◆ **WORK INSTRUCTIONS**
Reproduce the rows below word for word, from their first line through the line with "126L31 124L14 117L0", both ends included, and leave the pictures out.

◆ **PROVIDED RECORDS**
=== Begin Enclosure ===

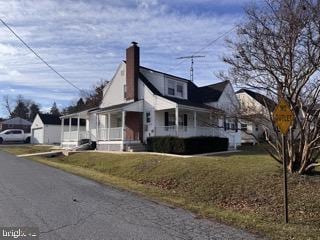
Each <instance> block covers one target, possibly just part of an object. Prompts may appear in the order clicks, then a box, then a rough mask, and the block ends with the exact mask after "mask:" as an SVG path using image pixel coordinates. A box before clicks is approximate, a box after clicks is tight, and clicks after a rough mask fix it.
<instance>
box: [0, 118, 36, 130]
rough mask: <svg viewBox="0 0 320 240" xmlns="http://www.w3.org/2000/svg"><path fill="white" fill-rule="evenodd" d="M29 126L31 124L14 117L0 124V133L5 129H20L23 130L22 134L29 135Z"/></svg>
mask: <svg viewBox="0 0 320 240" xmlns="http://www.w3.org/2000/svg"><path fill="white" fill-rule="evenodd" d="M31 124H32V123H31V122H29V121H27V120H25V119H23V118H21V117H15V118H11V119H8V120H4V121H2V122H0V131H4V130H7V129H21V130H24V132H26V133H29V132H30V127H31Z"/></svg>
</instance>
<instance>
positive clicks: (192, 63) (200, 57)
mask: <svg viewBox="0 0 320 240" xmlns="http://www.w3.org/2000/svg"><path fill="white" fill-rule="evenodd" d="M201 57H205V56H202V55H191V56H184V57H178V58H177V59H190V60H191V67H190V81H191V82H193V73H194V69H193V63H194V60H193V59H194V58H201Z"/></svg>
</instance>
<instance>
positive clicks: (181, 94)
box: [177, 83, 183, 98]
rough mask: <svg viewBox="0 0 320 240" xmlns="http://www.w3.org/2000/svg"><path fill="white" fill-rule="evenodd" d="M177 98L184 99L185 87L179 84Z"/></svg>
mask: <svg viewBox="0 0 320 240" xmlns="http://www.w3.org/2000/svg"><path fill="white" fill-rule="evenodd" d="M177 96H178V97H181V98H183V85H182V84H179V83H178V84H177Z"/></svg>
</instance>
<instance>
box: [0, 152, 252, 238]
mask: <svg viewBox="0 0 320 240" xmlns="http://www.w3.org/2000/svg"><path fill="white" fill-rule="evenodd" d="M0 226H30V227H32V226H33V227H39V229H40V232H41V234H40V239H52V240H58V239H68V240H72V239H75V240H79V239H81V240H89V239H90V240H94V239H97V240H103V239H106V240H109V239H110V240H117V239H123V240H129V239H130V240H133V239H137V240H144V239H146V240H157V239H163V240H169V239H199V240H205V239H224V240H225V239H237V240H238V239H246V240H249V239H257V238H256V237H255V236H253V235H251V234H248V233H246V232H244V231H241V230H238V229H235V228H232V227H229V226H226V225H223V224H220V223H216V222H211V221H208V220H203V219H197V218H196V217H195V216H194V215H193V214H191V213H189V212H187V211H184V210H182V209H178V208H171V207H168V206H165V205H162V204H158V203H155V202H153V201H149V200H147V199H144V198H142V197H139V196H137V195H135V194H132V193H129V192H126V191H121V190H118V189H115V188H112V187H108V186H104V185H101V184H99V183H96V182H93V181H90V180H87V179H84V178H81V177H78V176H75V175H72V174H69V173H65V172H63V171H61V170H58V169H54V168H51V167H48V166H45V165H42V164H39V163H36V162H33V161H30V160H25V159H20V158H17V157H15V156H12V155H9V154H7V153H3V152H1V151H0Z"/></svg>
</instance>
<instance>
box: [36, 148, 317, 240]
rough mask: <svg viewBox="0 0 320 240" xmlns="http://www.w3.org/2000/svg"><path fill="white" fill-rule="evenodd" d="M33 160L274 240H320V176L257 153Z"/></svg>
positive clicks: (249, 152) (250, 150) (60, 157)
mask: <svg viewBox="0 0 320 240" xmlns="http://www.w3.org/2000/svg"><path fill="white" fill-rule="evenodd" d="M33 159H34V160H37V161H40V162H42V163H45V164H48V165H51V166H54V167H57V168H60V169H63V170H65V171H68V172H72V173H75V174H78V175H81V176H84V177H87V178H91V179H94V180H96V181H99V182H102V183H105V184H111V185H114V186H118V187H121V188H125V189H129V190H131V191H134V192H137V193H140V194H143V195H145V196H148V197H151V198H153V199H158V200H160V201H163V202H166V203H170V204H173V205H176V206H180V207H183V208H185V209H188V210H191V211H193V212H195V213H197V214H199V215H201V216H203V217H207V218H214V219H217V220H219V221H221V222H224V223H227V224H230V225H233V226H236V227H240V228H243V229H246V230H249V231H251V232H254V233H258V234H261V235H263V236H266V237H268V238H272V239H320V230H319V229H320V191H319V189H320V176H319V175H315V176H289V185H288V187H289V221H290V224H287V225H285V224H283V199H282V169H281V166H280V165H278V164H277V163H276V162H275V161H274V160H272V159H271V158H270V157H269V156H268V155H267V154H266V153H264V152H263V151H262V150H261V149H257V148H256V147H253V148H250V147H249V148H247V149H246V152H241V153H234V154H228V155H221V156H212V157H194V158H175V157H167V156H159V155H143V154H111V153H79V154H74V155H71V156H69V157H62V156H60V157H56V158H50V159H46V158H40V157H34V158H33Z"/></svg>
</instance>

=== End Enclosure ===

◆ **WRITTEN SOLUTION**
Each <instance> block covers one target, possibly just part of an object. Prompts may appear in the order clicks, then a box, then a rough mask, and the block ends with the exact mask after "mask:" as an SVG path using image pixel coordinates. A box before clicks is approximate, a box after clicks is tight, and clicks after a rough mask fix it.
<instance>
box: [0, 118, 36, 130]
rough mask: <svg viewBox="0 0 320 240" xmlns="http://www.w3.org/2000/svg"><path fill="white" fill-rule="evenodd" d="M29 126L31 124L14 117L0 124V133L5 129H20L23 130L22 134L29 135Z"/></svg>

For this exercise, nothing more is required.